> _TASK PROMPT_
Render the data below as a JSON list of strings, one string per line, with blank lines omitted.

□ □ □ □

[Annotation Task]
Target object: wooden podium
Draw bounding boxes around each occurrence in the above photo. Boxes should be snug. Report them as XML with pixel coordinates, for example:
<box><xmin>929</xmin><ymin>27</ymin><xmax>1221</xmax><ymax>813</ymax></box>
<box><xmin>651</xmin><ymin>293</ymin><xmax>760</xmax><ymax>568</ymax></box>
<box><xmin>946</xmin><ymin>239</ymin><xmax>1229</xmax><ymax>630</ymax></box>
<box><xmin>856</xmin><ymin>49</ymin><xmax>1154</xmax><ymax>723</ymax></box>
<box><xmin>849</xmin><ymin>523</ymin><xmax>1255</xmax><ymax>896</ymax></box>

□ □ □ □

> _FINAL RESULT_
[
  "[Annotation Task]",
  "Target object: wooden podium",
  "Draw bounding boxes around each occurrence in the above photo. Boxes should be snug. Report them as XML with pixel coordinates, for example:",
  "<box><xmin>929</xmin><ymin>27</ymin><xmax>1221</xmax><ymax>813</ymax></box>",
  "<box><xmin>651</xmin><ymin>293</ymin><xmax>760</xmax><ymax>568</ymax></box>",
  "<box><xmin>946</xmin><ymin>239</ymin><xmax>1229</xmax><ymax>630</ymax></box>",
  "<box><xmin>856</xmin><ymin>49</ymin><xmax>1154</xmax><ymax>723</ymax></box>",
  "<box><xmin>849</xmin><ymin>523</ymin><xmax>1255</xmax><ymax>896</ymax></box>"
]